- Text segment
┌──

Comment 21 Curtis Gedak 2016-04-04 16:20:34 UTC

Hi Mike,

> By the way on my Kubuntu 12.04 LTS VM it only has /dev/mapper/fakeraid?
> links and no /dev/mapper/fakeraidp? links.  This is when the Fake RAID
> was initially created and after rebooting too.  Could it be related to
> you using the RAID name of "Vol0" (ending in a digit) and me using
> "MyRaid" (not ending in a digit)?

Yes.  The last character of the device name is important.

The generally accepted way of naming partitions in Linux is as
follows:

  If the device name ends in a number, then append a "p" followed by
  the partition number.

      E.g.      Device name:  isw_efjbbijhh_Vol0
      yields Partition name:  isw_efjbbijhh_Vol0p1

  Else (the device name does not end in a number), then append only
  the partition number.

      E.g.      Device name:  isw_efjbbijhh_Vol
      yields Partition name:  isw_efjbbijhh_Vol1

I have never found this partition naming rule explicitly stated
before, but it is common practice.  The one glaring exception I
encountered was with DMRAID.

Many versions of DMRAID append only the partition number to the device
name, regardless of whether the device name ends in a number.  The
problem with such a naming scheme is that it is impossible to
determine if a path is a device name or a partition name from just the
name.

└──

- Given data
┌──

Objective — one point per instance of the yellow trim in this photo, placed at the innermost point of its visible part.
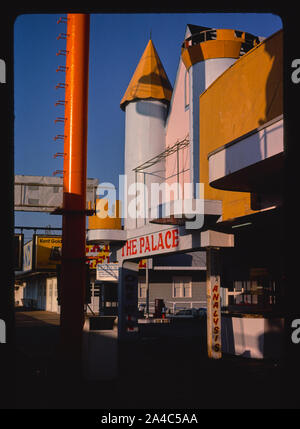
(246, 96)
(95, 222)
(210, 49)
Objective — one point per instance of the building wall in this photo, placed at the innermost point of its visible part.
(161, 287)
(246, 96)
(177, 129)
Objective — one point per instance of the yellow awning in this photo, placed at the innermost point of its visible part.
(149, 79)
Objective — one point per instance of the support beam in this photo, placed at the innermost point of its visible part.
(73, 270)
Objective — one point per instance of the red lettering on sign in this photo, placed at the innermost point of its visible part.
(134, 249)
(175, 238)
(142, 244)
(160, 241)
(152, 243)
(167, 243)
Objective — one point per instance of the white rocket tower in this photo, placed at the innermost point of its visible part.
(145, 103)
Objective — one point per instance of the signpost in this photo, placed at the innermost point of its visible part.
(213, 286)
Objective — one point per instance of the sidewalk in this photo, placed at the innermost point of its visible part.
(167, 372)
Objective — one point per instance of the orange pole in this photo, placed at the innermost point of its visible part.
(74, 194)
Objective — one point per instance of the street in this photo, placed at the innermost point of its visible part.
(159, 371)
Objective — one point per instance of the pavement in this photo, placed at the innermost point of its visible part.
(166, 368)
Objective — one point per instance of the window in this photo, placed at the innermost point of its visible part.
(142, 290)
(182, 287)
(186, 90)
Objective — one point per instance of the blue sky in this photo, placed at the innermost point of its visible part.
(117, 42)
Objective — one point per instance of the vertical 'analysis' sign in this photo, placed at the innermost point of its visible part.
(213, 304)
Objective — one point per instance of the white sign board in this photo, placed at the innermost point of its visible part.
(107, 272)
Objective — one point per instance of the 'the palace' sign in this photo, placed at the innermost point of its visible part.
(158, 242)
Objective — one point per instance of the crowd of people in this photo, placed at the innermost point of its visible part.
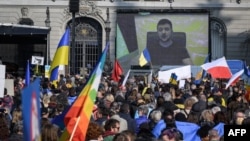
(138, 111)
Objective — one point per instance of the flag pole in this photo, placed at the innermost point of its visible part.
(74, 129)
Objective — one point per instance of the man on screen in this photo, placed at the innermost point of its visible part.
(167, 47)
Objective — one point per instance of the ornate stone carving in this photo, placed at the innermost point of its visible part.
(86, 8)
(89, 8)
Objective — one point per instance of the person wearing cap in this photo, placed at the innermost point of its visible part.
(143, 116)
(217, 97)
(171, 134)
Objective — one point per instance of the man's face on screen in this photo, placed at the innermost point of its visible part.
(164, 32)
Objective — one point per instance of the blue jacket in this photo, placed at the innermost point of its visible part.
(139, 121)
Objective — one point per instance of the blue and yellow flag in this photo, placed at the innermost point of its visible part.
(31, 111)
(144, 58)
(61, 57)
(27, 74)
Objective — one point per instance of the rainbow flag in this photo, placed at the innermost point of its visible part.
(78, 117)
(61, 57)
(27, 74)
(31, 111)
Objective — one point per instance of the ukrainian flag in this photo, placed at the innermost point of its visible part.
(144, 58)
(61, 57)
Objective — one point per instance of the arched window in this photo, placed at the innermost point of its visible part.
(218, 38)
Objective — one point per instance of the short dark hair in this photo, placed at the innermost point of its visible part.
(165, 21)
(110, 123)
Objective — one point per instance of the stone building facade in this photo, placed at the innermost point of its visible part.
(229, 26)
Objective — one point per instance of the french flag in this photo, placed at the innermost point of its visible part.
(218, 68)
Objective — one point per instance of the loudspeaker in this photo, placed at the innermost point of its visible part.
(73, 5)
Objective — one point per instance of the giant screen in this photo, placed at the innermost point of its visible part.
(136, 31)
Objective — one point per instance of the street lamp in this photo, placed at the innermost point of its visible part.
(108, 63)
(47, 23)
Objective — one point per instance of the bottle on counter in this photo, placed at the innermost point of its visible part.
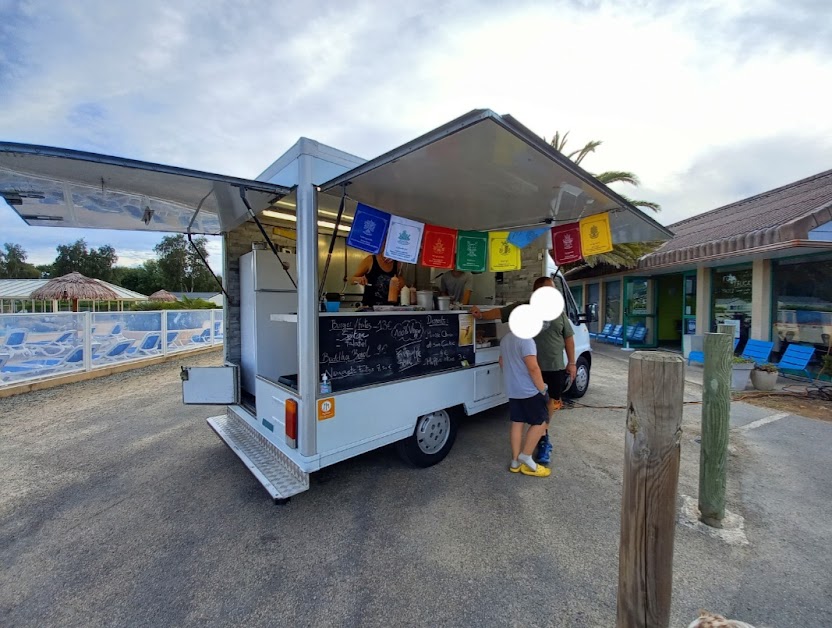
(404, 296)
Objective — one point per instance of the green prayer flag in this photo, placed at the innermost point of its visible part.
(471, 251)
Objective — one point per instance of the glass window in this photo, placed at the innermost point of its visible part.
(732, 300)
(612, 308)
(803, 305)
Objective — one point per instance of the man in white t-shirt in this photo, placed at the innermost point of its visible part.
(528, 402)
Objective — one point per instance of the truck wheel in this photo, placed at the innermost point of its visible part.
(431, 441)
(581, 383)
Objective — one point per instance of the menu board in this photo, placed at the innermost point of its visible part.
(359, 350)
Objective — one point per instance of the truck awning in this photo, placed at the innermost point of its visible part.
(486, 172)
(66, 188)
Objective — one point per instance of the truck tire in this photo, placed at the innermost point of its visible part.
(579, 386)
(431, 441)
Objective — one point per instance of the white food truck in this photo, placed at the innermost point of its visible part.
(396, 375)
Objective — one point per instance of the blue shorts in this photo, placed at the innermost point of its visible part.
(533, 410)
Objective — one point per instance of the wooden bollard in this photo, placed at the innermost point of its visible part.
(651, 474)
(716, 410)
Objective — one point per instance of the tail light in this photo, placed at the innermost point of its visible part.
(291, 422)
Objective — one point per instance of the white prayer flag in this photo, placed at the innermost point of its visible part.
(404, 237)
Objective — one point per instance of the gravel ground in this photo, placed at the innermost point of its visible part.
(121, 507)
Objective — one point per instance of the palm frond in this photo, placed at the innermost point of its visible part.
(558, 142)
(618, 176)
(588, 148)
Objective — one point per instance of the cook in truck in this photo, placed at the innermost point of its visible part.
(382, 280)
(555, 336)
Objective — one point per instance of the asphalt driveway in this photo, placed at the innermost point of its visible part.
(121, 507)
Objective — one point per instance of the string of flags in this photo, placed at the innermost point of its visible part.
(412, 242)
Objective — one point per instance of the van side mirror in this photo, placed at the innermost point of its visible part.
(590, 314)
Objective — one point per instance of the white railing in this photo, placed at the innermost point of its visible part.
(40, 346)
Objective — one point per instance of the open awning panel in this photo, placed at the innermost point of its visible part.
(488, 172)
(64, 188)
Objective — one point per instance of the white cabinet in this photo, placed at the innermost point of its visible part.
(488, 382)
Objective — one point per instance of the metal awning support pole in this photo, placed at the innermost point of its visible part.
(307, 265)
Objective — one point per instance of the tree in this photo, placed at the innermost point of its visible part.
(144, 279)
(13, 264)
(181, 267)
(624, 255)
(94, 263)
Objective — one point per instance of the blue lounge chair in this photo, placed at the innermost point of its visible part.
(699, 356)
(796, 358)
(15, 342)
(116, 352)
(43, 366)
(607, 330)
(757, 350)
(204, 336)
(54, 347)
(617, 331)
(151, 344)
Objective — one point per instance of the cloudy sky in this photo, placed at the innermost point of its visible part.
(708, 101)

└──

- Work to do
1) Check each statement against the comment on Linux partition naming and say whether it agrees, answering yes or no and quoting the words of the comment that decide it. (a) A device whose name does not end in a number gets only the partition number added. (b) The writer has seen this naming rule spelled out before. (c) Many versions of DMRAID add a "p" when the device name ends in a number.
2) Carry on the forum comment about Linux partition naming, picking up after its final sentence.

- Per-task answers
1)
(a) Yes: "Else (the device name does not end in a number), then append only the partition number."
(b) No: "I have never found this partition naming rule explicitly stated before, but it is common practice."
(c) No: "Many versions of DMRAID append only the partition number to the device name, regardless of whether the device name ends in a number."

2)
  For example:  isw_efjbbijhh_Vol12

  Is this?
    a)  the twelfth disk device
    b)  The second partition on the first disk device isw_efjbbijhh_Vol1
    c)  The twelfth partition on disk device isw_efjbbijhh_Vol

This confusion is avoided if the above listed generally accepted
partition naming rule is used.

Newer versions of DMRAID in Ubuntu use the generally accepted
partition naming rule because Phillip Susi patched this in Ubuntu.
Unfortunately patches never made it into the upstream DMRAID because
it appears the project is no longer maintained.

Curtis

Comment 22 Mike Fleetwood 2016-04-06 17:54:47 UTC

Bug 764658 "GParted crashes when reading NTFS usage when there is no
/dev/PTN entry" has been raised to record the code changes to fix the
core dump because it is separate to the code fixes in this report.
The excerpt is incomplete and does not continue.